• [Passage shown]
Centre volume and resource consumption in liver transplantation

Christopher W Macomber 1, Joshua J Shaw 1, Heena Santry 1, Reza F Saidi 1, Nicolas Jabbour 1, Jennifer F Tseng 2, Adel Bozorgzadeh 1, Shimul A Shah 1
PMCID: PMC3406353  PMID: 22762404

Abstract

Background

Using SRTR/UNOS data, it has previously been shown that increased liver transplant centre volume improves graft and patient survival. In the current era of health care reform and pay for performance, the effects of centre volume on quality, utilization and cost are unknown.

Methods

Using the UHC database (2009–2010), 63 liver transplant centres were identified that were organized into tertiles based on annual centre case volume and stratified by severity of illness (SOI). Utilization endpoints included hospital and intensive care unit (ICU) length of stay (LOS), cost and in-hospital mortality.

Results

In all, 5130 transplants were identified. Mortality was improved at high volume centres (HVC) vs. low volume centres (LVC), 2.9 vs. 3.4%, respectively. HVC had a lower median LOS than LVC (9 vs. 10 days, P < 0.0001), shorter median ICU stay than LVC and medium volume centres (MVC) (2 vs. 3 and 3 days, respectively, P < 0.0001) and lower direct costs than LVC and MVC ($90 946 vs. $98 055 and $101 014, respectively, P < 0.0001); this effect persisted when adjusted for severity of illness.

• [Provided data]
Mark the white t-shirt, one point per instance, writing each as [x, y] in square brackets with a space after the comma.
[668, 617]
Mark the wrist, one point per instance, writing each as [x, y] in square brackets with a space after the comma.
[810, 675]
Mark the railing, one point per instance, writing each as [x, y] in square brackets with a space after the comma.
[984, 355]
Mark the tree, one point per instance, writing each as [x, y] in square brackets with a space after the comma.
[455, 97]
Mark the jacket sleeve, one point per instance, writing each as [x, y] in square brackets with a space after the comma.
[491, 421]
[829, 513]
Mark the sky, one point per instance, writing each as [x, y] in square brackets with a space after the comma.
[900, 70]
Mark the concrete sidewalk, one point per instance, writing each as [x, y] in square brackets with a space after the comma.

• [Parts of the exercise]
1: In the liver transplant abstract, write out everything from "Christopher W Macomber" down to "cost are unknown." again, substituting "allograft" for "graft".
2: Answer these questions from the liver transplant abstract.
(a) Which database and which years did the study use?
(b) How many transplants were identified in all?
(c) What median hospital length of stay is given for high volume centres and for low volume centres?

• [Task solutions]
1:
Christopher W Macomber 1, Joshua J Shaw 1, Heena Santry 1, Reza F Saidi 1, Nicolas Jabbour 1, Jennifer F Tseng 2, Adel Bozorgzadeh 1, Shimul A Shah 1
PMCID: PMC3406353  PMID: 22762404

Abstract

Background

Using SRTR/UNOS data, it has previously been shown that increased liver transplant centre volume improves allograft and patient survival. In the current era of health care reform and pay for performance, the effects of centre volume on quality, utilization and cost are unknown.

2:
(a) The UHC database, 2009–2010.
(b) 5130 transplants.
(c) 9 days at high volume centres and 10 days at low volume centres.